[Stored items from a collection]
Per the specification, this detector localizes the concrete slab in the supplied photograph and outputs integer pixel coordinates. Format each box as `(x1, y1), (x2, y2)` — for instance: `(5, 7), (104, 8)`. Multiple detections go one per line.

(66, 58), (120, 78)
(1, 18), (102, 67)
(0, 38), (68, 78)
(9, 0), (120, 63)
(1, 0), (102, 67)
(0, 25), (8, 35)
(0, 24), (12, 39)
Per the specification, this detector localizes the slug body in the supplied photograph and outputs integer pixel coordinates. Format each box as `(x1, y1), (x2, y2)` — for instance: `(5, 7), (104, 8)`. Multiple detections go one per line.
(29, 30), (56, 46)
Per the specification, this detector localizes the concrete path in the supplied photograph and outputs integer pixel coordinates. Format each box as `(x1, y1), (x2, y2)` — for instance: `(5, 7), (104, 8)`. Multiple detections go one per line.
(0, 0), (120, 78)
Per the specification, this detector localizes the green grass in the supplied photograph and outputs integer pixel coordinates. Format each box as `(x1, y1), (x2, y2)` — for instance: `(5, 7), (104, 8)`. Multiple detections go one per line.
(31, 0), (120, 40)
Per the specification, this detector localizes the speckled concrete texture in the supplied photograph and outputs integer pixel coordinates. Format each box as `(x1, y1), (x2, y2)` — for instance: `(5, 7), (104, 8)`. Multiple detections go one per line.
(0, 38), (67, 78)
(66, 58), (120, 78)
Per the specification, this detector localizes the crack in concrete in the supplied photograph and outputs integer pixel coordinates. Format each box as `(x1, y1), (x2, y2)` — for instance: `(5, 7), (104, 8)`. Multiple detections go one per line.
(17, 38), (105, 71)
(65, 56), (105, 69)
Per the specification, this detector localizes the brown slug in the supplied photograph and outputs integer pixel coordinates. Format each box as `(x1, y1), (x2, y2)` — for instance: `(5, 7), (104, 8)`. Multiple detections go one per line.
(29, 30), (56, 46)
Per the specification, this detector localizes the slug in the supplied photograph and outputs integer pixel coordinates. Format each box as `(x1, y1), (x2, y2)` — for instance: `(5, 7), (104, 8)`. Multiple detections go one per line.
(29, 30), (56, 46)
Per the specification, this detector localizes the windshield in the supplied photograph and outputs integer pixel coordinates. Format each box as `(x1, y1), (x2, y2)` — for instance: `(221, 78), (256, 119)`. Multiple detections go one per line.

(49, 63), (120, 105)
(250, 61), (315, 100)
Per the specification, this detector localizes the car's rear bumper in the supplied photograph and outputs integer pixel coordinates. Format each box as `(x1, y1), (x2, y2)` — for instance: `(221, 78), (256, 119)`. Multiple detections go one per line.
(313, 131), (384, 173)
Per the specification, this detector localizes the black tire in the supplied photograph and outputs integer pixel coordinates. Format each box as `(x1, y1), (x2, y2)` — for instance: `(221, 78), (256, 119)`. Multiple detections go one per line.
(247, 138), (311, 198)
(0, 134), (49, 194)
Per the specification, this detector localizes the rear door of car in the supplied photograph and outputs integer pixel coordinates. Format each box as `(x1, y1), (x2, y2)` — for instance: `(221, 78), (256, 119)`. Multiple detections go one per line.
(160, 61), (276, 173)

## What to work on
Rescale the data from its first line up to and including the line with "(31, 0), (120, 40)", reproducing every line in that span. Multiply each box coordinate in the answers by 1.7 and round it to a whole number, with halves rounded up, and leave all other text and numbers unchanged.

## Response to the exercise
Per the specification, this detector localizes the concrete slab in the supplied photograph and outputs integer pixel coordinates. Format each box as `(x1, y1), (x2, y2)` — for instance: `(5, 7), (104, 8)`. Multiple detections go one per line.

(112, 99), (204, 133)
(2, 31), (173, 114)
(0, 65), (116, 133)
(15, 0), (204, 107)
(2, 0), (173, 114)
(0, 43), (14, 60)
(0, 41), (20, 66)
Per the specification, this detector localizes the slug body in the supplied photograph and outputs integer pixel coordinates. Format each box as `(x1, y1), (x2, y2)` — for instance: `(5, 7), (104, 8)`. Multiple detections go one per line.
(49, 51), (95, 78)
Per the specification, this detector localizes the concrete path in the supplied photograph and outputs integer pixel coordinates. Format each box as `(x1, y1), (x2, y2)` — for instance: `(5, 7), (104, 8)`. Multiple detections go one per line.
(0, 0), (204, 133)
Per the specification, this detector localizes the green grass in the supplied photograph and outputs integer pixel coordinates. Format each box as `(x1, y1), (x2, y2)` — for instance: `(5, 7), (104, 8)`. Multiple detections go one per line.
(53, 0), (204, 68)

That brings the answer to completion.